● Stored items from a collection
[BEGIN]
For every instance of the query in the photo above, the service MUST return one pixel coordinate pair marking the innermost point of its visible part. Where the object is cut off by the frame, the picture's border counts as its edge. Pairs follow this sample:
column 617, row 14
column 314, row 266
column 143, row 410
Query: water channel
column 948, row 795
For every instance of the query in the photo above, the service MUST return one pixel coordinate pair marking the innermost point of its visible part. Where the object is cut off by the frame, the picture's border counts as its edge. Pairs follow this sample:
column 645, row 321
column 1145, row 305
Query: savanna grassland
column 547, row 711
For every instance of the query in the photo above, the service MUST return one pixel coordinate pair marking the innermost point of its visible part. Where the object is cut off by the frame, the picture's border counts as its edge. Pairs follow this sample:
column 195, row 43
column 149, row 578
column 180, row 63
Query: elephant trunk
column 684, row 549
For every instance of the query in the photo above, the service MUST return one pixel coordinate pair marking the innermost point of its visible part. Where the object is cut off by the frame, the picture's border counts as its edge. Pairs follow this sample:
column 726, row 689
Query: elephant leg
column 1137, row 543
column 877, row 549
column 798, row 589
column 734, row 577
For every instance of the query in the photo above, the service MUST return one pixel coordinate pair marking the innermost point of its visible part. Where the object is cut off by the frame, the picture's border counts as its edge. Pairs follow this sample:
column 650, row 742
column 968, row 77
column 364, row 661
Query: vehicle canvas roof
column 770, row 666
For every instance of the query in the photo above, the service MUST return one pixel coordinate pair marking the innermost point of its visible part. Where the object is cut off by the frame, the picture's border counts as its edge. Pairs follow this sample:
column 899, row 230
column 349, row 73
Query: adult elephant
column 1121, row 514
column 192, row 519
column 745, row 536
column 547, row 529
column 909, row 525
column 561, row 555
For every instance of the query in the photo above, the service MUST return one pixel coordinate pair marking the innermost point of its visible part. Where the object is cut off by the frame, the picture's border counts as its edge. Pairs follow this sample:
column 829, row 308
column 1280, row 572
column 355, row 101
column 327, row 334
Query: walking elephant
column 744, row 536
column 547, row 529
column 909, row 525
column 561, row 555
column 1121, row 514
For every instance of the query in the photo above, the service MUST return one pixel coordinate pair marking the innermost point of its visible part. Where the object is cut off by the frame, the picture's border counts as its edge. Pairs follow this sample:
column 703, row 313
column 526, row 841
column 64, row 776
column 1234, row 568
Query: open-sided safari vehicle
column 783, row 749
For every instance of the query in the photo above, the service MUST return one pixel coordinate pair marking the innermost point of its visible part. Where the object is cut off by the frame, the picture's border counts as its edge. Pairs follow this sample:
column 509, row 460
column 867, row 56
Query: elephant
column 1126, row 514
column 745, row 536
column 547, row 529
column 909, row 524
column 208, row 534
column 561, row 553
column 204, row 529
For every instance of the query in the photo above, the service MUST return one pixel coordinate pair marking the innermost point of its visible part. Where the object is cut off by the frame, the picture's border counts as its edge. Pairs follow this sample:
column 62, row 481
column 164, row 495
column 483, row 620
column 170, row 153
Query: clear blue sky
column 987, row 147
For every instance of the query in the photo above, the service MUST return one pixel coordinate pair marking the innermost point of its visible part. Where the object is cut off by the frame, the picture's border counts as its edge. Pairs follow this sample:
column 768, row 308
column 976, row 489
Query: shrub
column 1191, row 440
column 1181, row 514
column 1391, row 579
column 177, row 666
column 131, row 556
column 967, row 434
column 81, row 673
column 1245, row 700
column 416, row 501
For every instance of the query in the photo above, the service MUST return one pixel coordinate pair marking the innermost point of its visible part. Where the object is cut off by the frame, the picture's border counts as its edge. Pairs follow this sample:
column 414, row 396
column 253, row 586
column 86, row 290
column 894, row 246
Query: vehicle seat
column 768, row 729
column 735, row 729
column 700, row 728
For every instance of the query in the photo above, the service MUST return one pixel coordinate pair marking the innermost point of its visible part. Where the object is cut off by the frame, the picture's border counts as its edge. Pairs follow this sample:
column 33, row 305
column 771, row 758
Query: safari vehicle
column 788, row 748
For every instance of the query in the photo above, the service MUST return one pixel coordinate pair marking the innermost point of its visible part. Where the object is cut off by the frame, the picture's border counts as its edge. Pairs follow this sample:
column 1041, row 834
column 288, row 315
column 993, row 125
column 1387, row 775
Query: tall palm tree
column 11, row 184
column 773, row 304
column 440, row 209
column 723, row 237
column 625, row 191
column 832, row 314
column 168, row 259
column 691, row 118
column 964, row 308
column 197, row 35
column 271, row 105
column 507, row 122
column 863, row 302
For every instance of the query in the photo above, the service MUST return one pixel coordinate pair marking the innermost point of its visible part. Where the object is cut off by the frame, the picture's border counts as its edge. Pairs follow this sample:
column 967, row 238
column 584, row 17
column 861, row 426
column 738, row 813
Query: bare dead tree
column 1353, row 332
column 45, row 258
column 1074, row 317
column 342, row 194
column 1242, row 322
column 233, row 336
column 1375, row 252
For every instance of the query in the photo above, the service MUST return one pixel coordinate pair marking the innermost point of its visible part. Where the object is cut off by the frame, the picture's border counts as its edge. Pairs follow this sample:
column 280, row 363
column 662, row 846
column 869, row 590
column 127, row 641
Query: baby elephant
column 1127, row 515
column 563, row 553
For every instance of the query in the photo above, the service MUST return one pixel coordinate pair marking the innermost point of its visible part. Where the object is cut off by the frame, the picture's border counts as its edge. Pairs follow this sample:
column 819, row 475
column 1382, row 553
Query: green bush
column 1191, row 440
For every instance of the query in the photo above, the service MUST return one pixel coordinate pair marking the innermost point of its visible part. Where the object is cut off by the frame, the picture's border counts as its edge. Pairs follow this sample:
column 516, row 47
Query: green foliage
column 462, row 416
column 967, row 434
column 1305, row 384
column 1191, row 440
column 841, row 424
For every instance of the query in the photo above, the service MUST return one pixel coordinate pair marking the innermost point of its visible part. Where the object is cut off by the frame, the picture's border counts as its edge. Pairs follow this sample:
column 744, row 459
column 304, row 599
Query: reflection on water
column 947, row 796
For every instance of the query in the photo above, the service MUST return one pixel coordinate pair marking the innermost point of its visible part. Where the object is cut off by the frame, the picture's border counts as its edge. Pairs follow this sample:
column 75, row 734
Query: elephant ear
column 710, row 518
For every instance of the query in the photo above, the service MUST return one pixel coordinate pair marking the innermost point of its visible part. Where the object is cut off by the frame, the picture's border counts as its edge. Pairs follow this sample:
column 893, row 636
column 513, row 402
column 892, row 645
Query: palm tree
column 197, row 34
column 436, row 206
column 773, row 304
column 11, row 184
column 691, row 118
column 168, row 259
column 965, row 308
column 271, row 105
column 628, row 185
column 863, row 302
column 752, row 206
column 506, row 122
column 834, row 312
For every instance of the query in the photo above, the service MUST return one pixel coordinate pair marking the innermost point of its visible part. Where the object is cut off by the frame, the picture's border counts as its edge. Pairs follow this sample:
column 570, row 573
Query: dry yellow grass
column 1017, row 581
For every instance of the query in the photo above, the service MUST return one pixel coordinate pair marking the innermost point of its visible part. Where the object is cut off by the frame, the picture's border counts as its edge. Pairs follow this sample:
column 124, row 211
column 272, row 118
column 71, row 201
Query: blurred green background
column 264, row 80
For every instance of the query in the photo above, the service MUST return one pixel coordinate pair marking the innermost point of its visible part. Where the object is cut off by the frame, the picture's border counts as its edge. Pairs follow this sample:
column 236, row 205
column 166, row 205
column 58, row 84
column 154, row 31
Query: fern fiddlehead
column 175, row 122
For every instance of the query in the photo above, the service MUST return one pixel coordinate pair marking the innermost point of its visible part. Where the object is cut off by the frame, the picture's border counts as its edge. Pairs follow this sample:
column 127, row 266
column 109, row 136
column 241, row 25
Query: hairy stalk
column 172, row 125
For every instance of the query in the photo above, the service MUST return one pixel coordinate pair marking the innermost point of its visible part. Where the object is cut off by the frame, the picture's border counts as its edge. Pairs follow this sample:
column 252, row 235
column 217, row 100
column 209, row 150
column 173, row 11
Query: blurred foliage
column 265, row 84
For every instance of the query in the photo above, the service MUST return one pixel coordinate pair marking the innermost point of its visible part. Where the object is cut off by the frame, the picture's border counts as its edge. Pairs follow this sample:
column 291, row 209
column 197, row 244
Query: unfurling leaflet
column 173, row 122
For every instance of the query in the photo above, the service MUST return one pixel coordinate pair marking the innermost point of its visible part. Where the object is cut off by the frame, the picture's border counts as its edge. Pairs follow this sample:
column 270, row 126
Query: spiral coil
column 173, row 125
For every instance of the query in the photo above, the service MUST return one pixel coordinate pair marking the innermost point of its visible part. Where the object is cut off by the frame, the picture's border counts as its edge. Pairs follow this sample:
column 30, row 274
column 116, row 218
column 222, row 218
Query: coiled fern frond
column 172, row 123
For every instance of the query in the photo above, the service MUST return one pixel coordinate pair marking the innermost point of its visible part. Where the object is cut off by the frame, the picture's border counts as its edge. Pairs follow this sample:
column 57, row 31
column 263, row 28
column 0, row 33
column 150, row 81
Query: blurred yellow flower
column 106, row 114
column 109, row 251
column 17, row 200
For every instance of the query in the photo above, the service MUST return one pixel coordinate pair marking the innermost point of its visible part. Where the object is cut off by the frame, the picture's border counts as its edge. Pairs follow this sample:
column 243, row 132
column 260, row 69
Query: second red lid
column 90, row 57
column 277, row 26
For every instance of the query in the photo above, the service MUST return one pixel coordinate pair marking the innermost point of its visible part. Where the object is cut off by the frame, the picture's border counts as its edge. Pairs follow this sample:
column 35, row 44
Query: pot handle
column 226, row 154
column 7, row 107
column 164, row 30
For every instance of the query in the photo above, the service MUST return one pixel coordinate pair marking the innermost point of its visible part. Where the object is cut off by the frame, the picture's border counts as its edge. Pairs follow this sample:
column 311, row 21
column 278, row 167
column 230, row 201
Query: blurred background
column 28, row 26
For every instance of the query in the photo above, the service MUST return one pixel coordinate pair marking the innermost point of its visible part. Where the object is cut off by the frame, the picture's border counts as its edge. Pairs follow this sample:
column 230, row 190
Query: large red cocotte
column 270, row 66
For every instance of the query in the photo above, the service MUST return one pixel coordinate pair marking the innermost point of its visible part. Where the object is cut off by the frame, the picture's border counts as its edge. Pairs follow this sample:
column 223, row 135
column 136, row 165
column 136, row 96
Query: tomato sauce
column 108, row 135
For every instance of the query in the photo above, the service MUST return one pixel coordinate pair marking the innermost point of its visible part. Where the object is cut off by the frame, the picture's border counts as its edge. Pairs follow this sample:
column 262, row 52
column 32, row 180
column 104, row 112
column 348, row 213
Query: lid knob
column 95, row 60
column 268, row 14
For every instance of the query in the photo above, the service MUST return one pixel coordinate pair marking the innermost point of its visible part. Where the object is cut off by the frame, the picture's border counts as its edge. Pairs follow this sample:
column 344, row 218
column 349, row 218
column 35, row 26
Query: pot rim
[END]
● EXERCISE PROMPT
Rewrite the stretch of the records from the start through the line containing "column 547, row 711", substituting "irrigation ditch" for "water channel" and keeping everything else the same.

● FULL OUTPUT
For every instance of the query in the photo above, the service MUST return one pixel coordinate pair marking the innermost point of its visible part. Where the object is cut off by the frame, the picture's border counts as its edge. Pairs follow this sample:
column 617, row 14
column 314, row 266
column 143, row 410
Query: irrigation ditch
column 948, row 795
For every instance of the query in the photo above, the service MUST return one pixel coordinate pair marking the innermost point of its visible part. Where the object is cut off by the frame, the picture's border counts as its edge. Pairs follow this sample:
column 645, row 321
column 1145, row 305
Query: savanna grassland
column 547, row 711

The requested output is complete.